Extracted material:
________________________________________
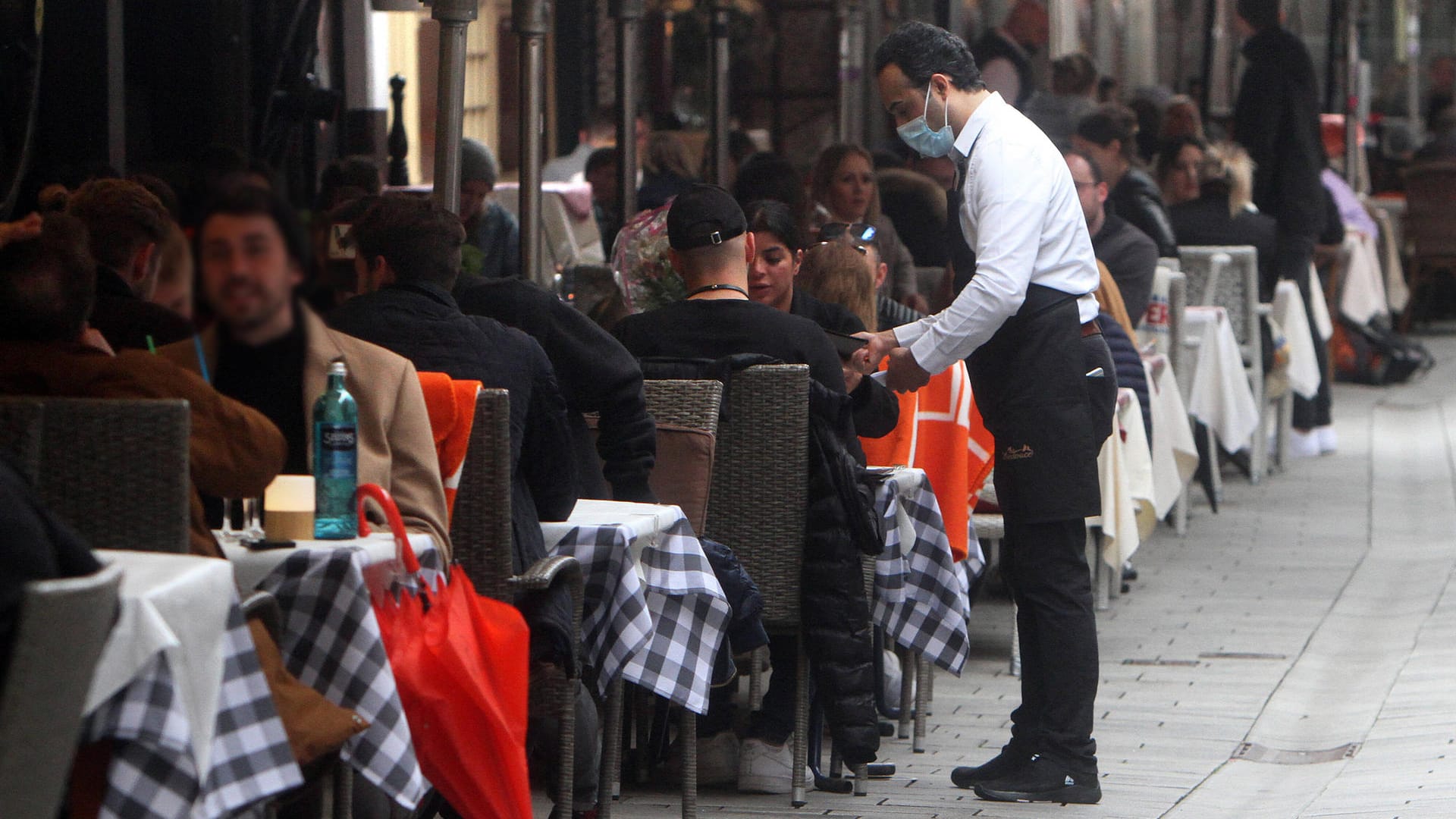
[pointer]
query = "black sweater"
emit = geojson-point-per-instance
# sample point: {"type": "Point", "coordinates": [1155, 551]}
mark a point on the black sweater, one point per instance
{"type": "Point", "coordinates": [596, 375]}
{"type": "Point", "coordinates": [877, 410]}
{"type": "Point", "coordinates": [422, 324]}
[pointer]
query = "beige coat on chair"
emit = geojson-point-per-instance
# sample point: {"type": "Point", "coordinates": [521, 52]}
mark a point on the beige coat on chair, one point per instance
{"type": "Point", "coordinates": [395, 445]}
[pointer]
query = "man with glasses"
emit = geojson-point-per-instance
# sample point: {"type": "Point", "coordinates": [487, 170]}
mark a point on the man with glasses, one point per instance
{"type": "Point", "coordinates": [1043, 379]}
{"type": "Point", "coordinates": [1128, 253]}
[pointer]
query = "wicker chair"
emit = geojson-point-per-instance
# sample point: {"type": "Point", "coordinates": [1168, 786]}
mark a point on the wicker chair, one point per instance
{"type": "Point", "coordinates": [481, 535]}
{"type": "Point", "coordinates": [1430, 228]}
{"type": "Point", "coordinates": [115, 469]}
{"type": "Point", "coordinates": [758, 504]}
{"type": "Point", "coordinates": [1229, 278]}
{"type": "Point", "coordinates": [691, 406]}
{"type": "Point", "coordinates": [60, 634]}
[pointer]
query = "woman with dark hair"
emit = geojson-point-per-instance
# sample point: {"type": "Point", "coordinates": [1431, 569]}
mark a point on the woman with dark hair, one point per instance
{"type": "Point", "coordinates": [778, 256]}
{"type": "Point", "coordinates": [845, 191]}
{"type": "Point", "coordinates": [1110, 136]}
{"type": "Point", "coordinates": [1177, 165]}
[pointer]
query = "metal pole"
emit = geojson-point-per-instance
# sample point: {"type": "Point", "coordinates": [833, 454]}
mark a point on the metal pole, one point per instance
{"type": "Point", "coordinates": [453, 17]}
{"type": "Point", "coordinates": [115, 88]}
{"type": "Point", "coordinates": [851, 72]}
{"type": "Point", "coordinates": [1353, 93]}
{"type": "Point", "coordinates": [629, 17]}
{"type": "Point", "coordinates": [532, 20]}
{"type": "Point", "coordinates": [720, 130]}
{"type": "Point", "coordinates": [1413, 61]}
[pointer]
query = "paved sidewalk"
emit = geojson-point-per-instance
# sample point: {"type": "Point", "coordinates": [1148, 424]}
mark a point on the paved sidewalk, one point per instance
{"type": "Point", "coordinates": [1312, 614]}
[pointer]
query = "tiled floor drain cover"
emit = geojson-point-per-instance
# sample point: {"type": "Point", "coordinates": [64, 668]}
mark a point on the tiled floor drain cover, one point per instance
{"type": "Point", "coordinates": [1161, 662]}
{"type": "Point", "coordinates": [1256, 752]}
________________________________________
Transcribe every entry word for word, excluding images.

Result of the task:
[pointer]
query = "black sweater"
emit = geojson-point-per-instance
# sample point: {"type": "Point", "coordinates": [1155, 551]}
mark a point on the black sweater, one point per instance
{"type": "Point", "coordinates": [596, 375]}
{"type": "Point", "coordinates": [877, 410]}
{"type": "Point", "coordinates": [422, 324]}
[pointer]
query = "beige coat on chair"
emit = geojson-point-per-instance
# sample point: {"type": "Point", "coordinates": [521, 52]}
mark a point on the beige coat on chair, one point per instance
{"type": "Point", "coordinates": [395, 445]}
[pointer]
query = "man with glasses"
emit = geojson-point-per-instance
# sample point: {"type": "Point", "coordinates": [487, 170]}
mark a point on the man with glasses, one point per instance
{"type": "Point", "coordinates": [1043, 379]}
{"type": "Point", "coordinates": [1128, 253]}
[pointer]
query = "wicker chair"
emit = geojson-point-per-instance
# sample point: {"type": "Point", "coordinates": [1168, 786]}
mark a point on the wicker chair, one point per instance
{"type": "Point", "coordinates": [481, 535]}
{"type": "Point", "coordinates": [1430, 228]}
{"type": "Point", "coordinates": [115, 469]}
{"type": "Point", "coordinates": [758, 504]}
{"type": "Point", "coordinates": [1229, 278]}
{"type": "Point", "coordinates": [691, 406]}
{"type": "Point", "coordinates": [60, 634]}
[pointer]
query = "woman with dark hair"
emit = geojson-point-per-instance
# sample point: {"type": "Point", "coordinates": [1431, 569]}
mark a point on the woman with dark hair, one point per instance
{"type": "Point", "coordinates": [778, 256]}
{"type": "Point", "coordinates": [845, 191]}
{"type": "Point", "coordinates": [1110, 136]}
{"type": "Point", "coordinates": [1177, 165]}
[pointer]
query = "metal pole"
emit = geojson-point-per-instance
# sample point: {"type": "Point", "coordinates": [833, 454]}
mark a point on the metal pole, one point per instance
{"type": "Point", "coordinates": [453, 17]}
{"type": "Point", "coordinates": [115, 88]}
{"type": "Point", "coordinates": [851, 72]}
{"type": "Point", "coordinates": [1353, 93]}
{"type": "Point", "coordinates": [629, 17]}
{"type": "Point", "coordinates": [532, 20]}
{"type": "Point", "coordinates": [720, 130]}
{"type": "Point", "coordinates": [1413, 61]}
[pointer]
query = "paved sidewalk"
emit = geojson-point-per-instance
# sample point: {"type": "Point", "coordinates": [1148, 424]}
mark a point on the paved sidewalk, one point per instance
{"type": "Point", "coordinates": [1312, 614]}
[pointer]
query = "tiled floor drain cover"
emit = geojson-point-per-instance
# sample point: {"type": "Point", "coordinates": [64, 668]}
mark a point on the tiled floor drain cover, one point per instance
{"type": "Point", "coordinates": [1161, 662]}
{"type": "Point", "coordinates": [1256, 752]}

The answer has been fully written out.